[WRITTEN PROBLEM] Can you copy out all of the rows below with "Pick out" swapped for "Locate" and nothing else changed, leaving the pictures out?

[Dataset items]
— begin —
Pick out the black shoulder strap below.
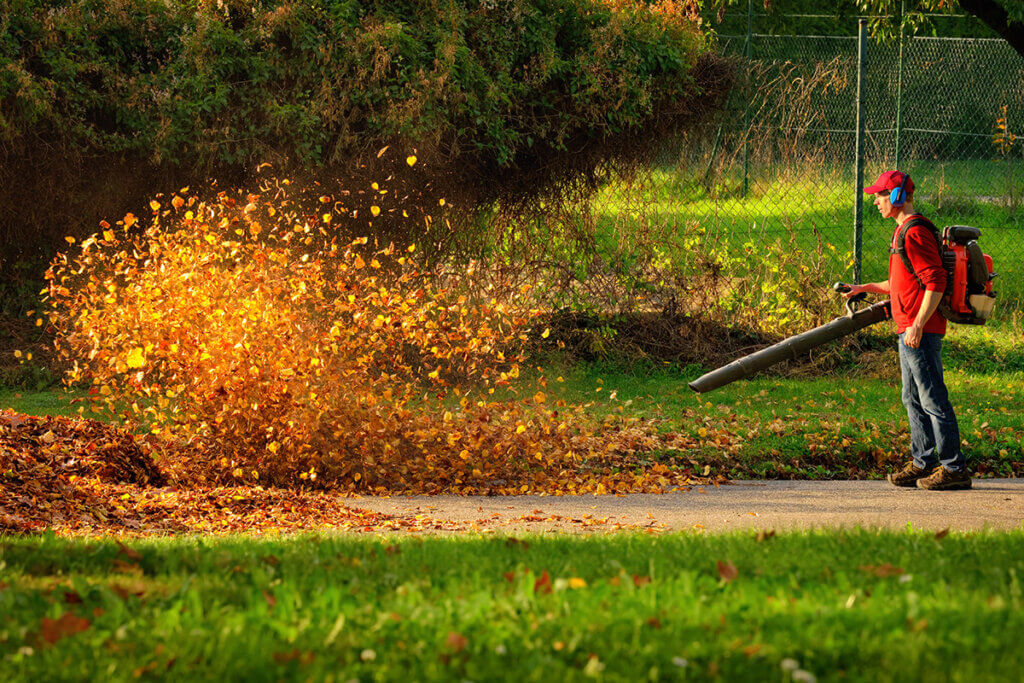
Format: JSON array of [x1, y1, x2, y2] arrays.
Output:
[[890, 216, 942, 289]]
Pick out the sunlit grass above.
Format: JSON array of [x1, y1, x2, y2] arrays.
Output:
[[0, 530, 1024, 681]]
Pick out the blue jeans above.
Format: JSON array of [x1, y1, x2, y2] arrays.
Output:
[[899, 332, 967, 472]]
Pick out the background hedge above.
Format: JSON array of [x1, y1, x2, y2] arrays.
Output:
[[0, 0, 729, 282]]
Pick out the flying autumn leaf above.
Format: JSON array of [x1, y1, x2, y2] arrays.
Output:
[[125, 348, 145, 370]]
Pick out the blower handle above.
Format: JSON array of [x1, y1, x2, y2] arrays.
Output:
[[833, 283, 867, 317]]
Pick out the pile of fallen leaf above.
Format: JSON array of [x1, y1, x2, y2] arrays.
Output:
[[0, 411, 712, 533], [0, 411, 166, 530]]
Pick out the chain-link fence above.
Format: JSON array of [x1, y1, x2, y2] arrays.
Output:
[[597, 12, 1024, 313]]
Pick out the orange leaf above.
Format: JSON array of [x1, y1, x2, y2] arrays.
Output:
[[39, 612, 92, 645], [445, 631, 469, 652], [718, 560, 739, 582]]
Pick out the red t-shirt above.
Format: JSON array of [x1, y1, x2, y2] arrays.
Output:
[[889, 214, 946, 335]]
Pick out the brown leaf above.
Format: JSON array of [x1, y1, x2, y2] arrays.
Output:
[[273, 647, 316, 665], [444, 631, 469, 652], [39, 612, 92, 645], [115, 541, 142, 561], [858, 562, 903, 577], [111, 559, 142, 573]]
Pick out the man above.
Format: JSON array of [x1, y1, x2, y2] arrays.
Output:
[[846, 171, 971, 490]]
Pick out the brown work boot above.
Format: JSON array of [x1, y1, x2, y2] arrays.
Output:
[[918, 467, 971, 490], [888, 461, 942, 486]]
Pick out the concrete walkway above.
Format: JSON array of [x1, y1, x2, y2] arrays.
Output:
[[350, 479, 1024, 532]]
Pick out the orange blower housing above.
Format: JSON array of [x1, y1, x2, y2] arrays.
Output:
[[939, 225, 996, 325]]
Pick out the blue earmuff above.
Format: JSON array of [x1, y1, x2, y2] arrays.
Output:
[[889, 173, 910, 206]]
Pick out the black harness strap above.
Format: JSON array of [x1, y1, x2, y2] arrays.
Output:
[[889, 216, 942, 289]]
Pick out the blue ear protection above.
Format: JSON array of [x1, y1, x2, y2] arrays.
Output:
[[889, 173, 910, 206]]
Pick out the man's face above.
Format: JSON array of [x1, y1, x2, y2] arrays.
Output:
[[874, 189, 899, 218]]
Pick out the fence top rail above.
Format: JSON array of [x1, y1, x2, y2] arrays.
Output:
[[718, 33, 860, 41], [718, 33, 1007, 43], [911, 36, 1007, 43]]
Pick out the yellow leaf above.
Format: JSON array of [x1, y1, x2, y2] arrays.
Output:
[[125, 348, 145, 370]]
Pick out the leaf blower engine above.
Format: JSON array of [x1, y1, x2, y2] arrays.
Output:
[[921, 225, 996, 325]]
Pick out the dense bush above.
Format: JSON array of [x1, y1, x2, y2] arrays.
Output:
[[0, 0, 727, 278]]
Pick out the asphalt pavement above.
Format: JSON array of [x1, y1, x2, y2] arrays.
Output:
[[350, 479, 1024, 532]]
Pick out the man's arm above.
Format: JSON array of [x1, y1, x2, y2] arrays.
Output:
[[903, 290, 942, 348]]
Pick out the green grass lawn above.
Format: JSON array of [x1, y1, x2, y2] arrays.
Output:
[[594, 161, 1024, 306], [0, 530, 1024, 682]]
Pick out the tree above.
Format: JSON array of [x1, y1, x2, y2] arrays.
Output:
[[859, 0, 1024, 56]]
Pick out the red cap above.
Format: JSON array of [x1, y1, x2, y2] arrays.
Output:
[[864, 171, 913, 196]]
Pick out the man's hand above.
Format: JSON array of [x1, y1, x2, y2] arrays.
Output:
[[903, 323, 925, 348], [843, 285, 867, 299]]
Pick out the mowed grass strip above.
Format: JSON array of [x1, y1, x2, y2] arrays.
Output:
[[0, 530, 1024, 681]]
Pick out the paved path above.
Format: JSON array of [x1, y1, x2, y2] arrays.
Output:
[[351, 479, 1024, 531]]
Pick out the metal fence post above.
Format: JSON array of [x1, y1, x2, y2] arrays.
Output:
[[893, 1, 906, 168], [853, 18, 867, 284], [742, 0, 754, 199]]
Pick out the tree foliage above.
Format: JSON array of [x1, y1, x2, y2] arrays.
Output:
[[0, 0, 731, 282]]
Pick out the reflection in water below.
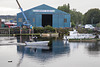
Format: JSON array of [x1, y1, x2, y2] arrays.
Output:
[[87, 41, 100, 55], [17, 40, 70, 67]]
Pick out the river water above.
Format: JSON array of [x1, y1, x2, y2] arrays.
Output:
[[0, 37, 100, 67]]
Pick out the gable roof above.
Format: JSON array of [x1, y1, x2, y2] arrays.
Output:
— end —
[SOLUTION TO THE PROBLEM]
Locate the black shoulder strap below.
Format: JSON array of [x1, y1, x2, y2] arrays.
Output:
[[890, 216, 942, 289]]
Locate the sunlit grass above.
Format: JSON array of [x1, y1, x2, y2] arrays.
Output:
[[0, 530, 1024, 681]]
Locate the blue jeans above.
Format: JSON array of [x1, y1, x2, y2] arrays.
Output:
[[899, 332, 967, 472]]
Locate the background hedge above.
Format: JSON array of [x1, y1, x2, y2] arrays.
Output:
[[0, 0, 729, 282]]
Locate the flying autumn leaf above.
Format: JSON array of [x1, y1, x2, y2] arrays.
Output:
[[125, 348, 145, 370]]
Locate the blower handle above.
Format: JSON array of [x1, y1, x2, y2] arrays.
Output:
[[833, 283, 867, 317]]
Locate the pile of fallen leaf above.
Format: JSON array of [x1, y1, x2, y2] arrays.
Output:
[[0, 411, 712, 533], [0, 411, 166, 530]]
Locate the chain-link fence above.
Format: JSON array of [x1, y1, x2, y2] arrays.
Output:
[[597, 12, 1024, 313]]
Locate the orange leaf above.
Format: JSON array of [x1, y1, x2, y2] arrays.
Output:
[[39, 612, 92, 645], [445, 631, 469, 652], [718, 560, 739, 582]]
Locate the red t-shirt above.
Format: JSON array of [x1, y1, x2, y2] arrays.
Output:
[[889, 214, 946, 335]]
Locate the brown leaf above.
Format: JSON array of [x1, y1, x2, y2] arrays.
Output:
[[273, 647, 316, 665], [444, 631, 469, 652], [39, 612, 92, 645], [115, 541, 142, 561], [858, 562, 903, 577], [111, 559, 142, 573]]
Locate the man above.
Format: JSON array of [x1, y1, x2, y2] arrays.
Output:
[[846, 171, 971, 490]]
Locate the brown work boot above.
Format: JSON array of [x1, y1, x2, y2] arrays.
Output:
[[918, 467, 971, 490], [888, 461, 942, 486]]
Locate the concrete walkway above.
Format: JSON array of [x1, y1, x2, y2] arrays.
Output:
[[350, 479, 1024, 532]]
Locate the orange blower housing above.
Format: JSON array of [x1, y1, x2, y2] arrays.
Output:
[[939, 225, 996, 325]]
Locate the blue earmuff above.
Format: JSON array of [x1, y1, x2, y2] arrays.
Output:
[[889, 173, 910, 206]]
Locate the black harness strap above.
Format: JSON array of [x1, y1, x2, y2] arrays.
Output:
[[889, 216, 942, 289]]
Locate the blue ear protection above.
Format: JSON array of [x1, y1, x2, y2] arrays.
Output:
[[889, 173, 910, 206]]
Locate the man's face above.
Format: JSON array of [x1, y1, x2, y2] arrays.
Output:
[[874, 189, 899, 218]]
Locate the fence top rail above.
Format: JSON array of [x1, y1, x2, y2] arrays.
Output:
[[718, 33, 860, 41], [718, 33, 1007, 43], [911, 36, 1007, 43]]
Locate the yellow leaf above.
Format: JSON array of [x1, y1, x2, y2] arrays.
Output:
[[125, 348, 145, 370]]
Locate the leaf blower engine above.
Format: JSON array of [x1, y1, x2, y2] arrays.
Output:
[[921, 225, 996, 325]]
Locate the dense bush above.
Format: JSON array of [x1, y1, x2, y2] arrays.
Output:
[[0, 0, 727, 278]]
Locate the asphalt pavement above.
Format: JSON array of [x1, y1, x2, y2] arrays.
Output:
[[350, 479, 1024, 532]]
Locate the man's arm above.
Format: JSON array of [x1, y1, x2, y2] arrays.
Output:
[[903, 290, 942, 348]]
Locate the green grass lawn above.
Format: JSON array of [x1, y1, x2, y2] arrays.
Output:
[[594, 161, 1024, 306], [0, 530, 1024, 682]]
Locate the tree above.
Format: JSON array of [x1, y1, x2, y2] arrays.
Output:
[[859, 0, 1024, 56]]
Locate the red cap above.
Format: JSON array of [x1, y1, x2, y2] arrays.
Output:
[[864, 171, 913, 196]]
Locate the man's hand above.
Format: JSON array of [x1, y1, x2, y2] arrays.
Output:
[[903, 323, 925, 348], [843, 285, 867, 299]]
Locate the mowed grass strip above.
Format: JSON array of [x1, y1, x2, y2] arrays.
Output:
[[0, 530, 1024, 681]]
Locate the paved path above.
Format: JSON array of [x1, y1, x2, y2] arrays.
Output:
[[351, 479, 1024, 531]]
Locate the metal fence post above.
Format: JSON array of [x1, y1, x2, y2] arrays.
Output:
[[893, 1, 906, 168], [853, 18, 867, 284], [742, 0, 754, 199]]
Locate the tree foliage above.
Format: JSON array of [x1, y1, x2, y2] arrays.
Output:
[[0, 0, 731, 282]]
Locate the reflection in water below.
Format: JSON array of [x1, y1, x2, y2] arrays.
Output:
[[87, 41, 100, 55], [17, 40, 70, 67]]
Locate the river water above.
Format: JSON array of [x1, y1, x2, y2] arrays.
Output:
[[0, 37, 100, 67]]
Locate the gable roof above.
Format: JSON array of [x1, y1, x2, y2] arrays.
Output:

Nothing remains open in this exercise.